→ **APPLY WHAT YOU READ**
(1) In the court opinion excerpt, for how many dealers do Porsche and its wholly-owned affiliates provide vehicles, parts and other support?
(2) List everything that, according to the court opinion excerpt, Porsche and its wholly-owned affiliates provide for their dealers.
(3) Write out word for word the passage of the court opinion excerpt that begins at the words "Further, Porsche and" and stops after the words "Dept 1996] ).".

→ **EXTRACTED TEXT**
[Start of section]
As for the location of potential witnesses, all five of the critical witnesses that plaintiffs identify from their side either reside or have offices in New York. Plaintiffs' due diligence documents, pertinent to Porsche's defense on the claim for fraud, are located in New York. Although the critical witnesses that it identifies all reside in Germany, large corporations such as Porsche with ample resources have minimal difficulty bringing foreign witnesses or documents to New York courts (Mionis v. Bank Julis Naer & Co., 9 AD3d 280, 282 [1st Dept 2004]; Intertec Contr. v. Turner Steiner Intl., 6 AD3d 1, 4 [1st Dept 2004] ).

Further, Porsche and its wholly-owned affiliates, regularly transact business in New York, and in general, have extensive operations in the United States with sales in excess of $1.5 billion, employ over two hundred people here, and provide vehicles, parts, services, marketing and training for more than 200 dealers ( compare IFS Intl. Inc. v. SLM Software Inc., 224 A.D.2d 810 [3d Dept 1996] ).

Porsche has also not established that litigating this action here would burden New York courts. Although the choice-of-law issue in this action has not yet been adjudicated, even if it were concluded that German law applies, this would not be an inconvenience attributable to the forum ( see Mionius, 9 AD3d at 282;Yoshida Printing Co. v. Aiba, 213 A.D.2d 275, 275 [1st Dept 1995] )). The Commercial Division of this county is fully capable, and frequently called upon, to apply another country's laws.

Finally, the Court rejects Porsche's characterization of the issues in this action as the manipulation of the German stock market and the trade of German securities. At the core of plaintiffs' claims are whether New York courts may hold responsible a foreign entity, who conducts business globally, for fraudulent misrepresentations purportedly aimed at New York plaintiffs. New York clearly has a vested interest in such an action. The issue of market manipulation is of interest, but not dispositive of the fraud claims.
[End of section]
→ **SOURCE DATA**
[Start of section]
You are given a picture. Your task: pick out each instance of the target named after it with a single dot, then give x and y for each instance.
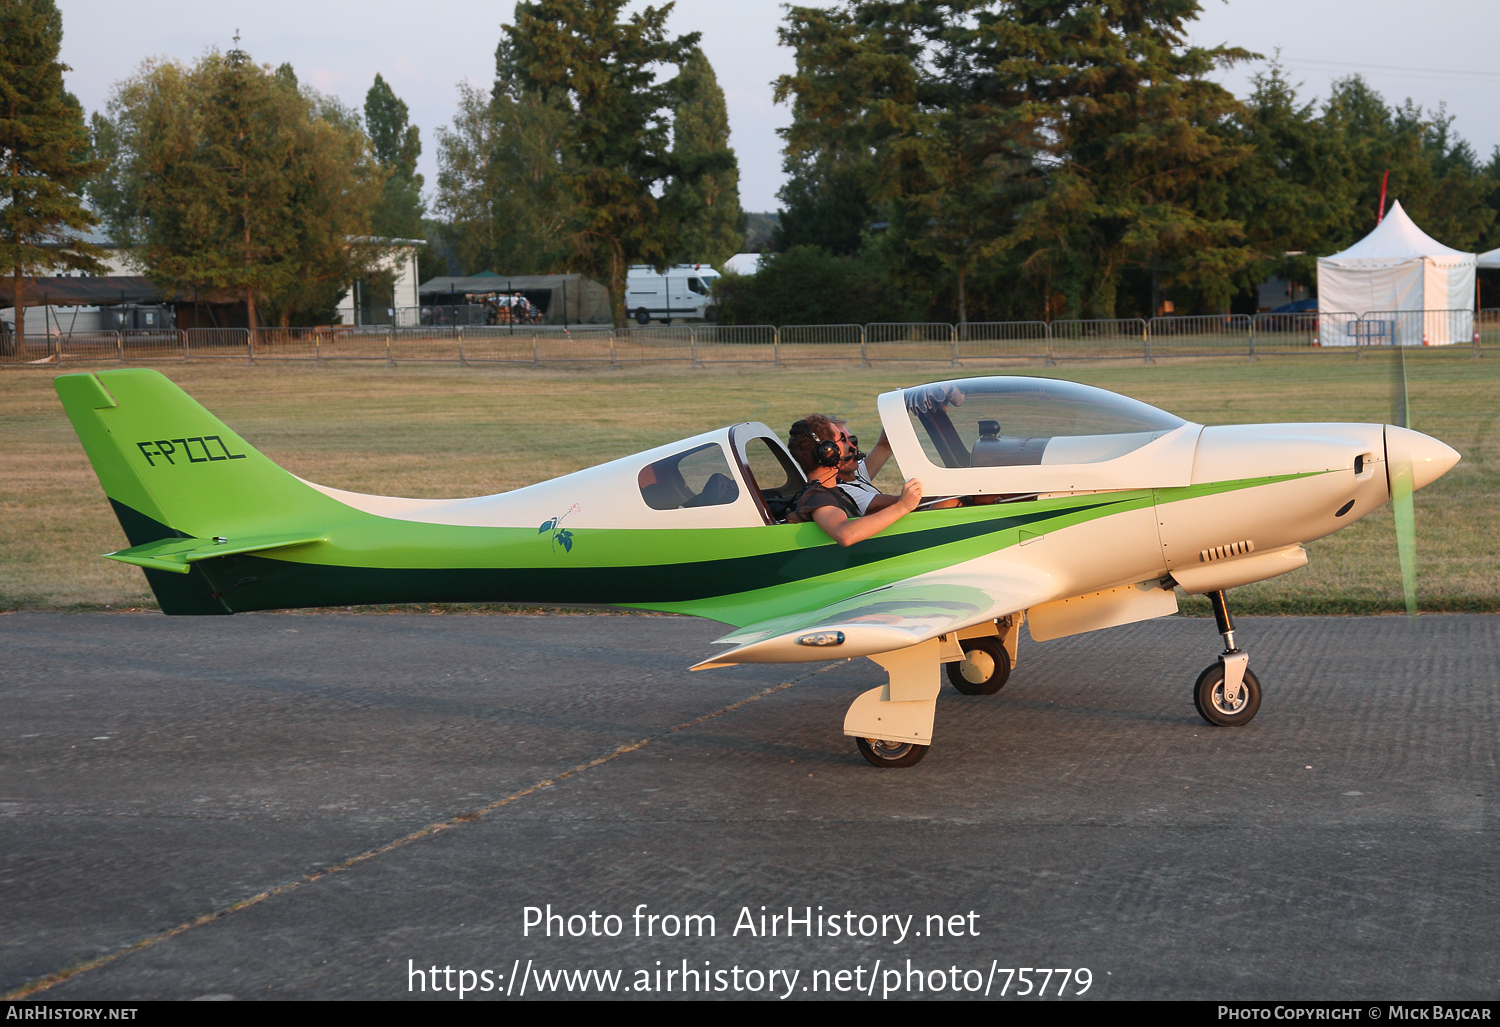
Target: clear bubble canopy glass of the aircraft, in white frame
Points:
(1015, 422)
[End of section]
→ **SOLUTIONS**
(1) More than 200 dealers.

(2) Vehicles, parts, services, marketing, training

(3)
Further, Porsche and its wholly-owned affiliates, regularly transact business in New York, and in general, have extensive operations in the United States with sales in excess of $1.5 billion, employ over two hundred people here, and provide vehicles, parts, services, marketing and training for more than 200 dealers ( compare IFS Intl. Inc. v. SLM Software Inc., 224 A.D.2d 810 [3d Dept 1996] ).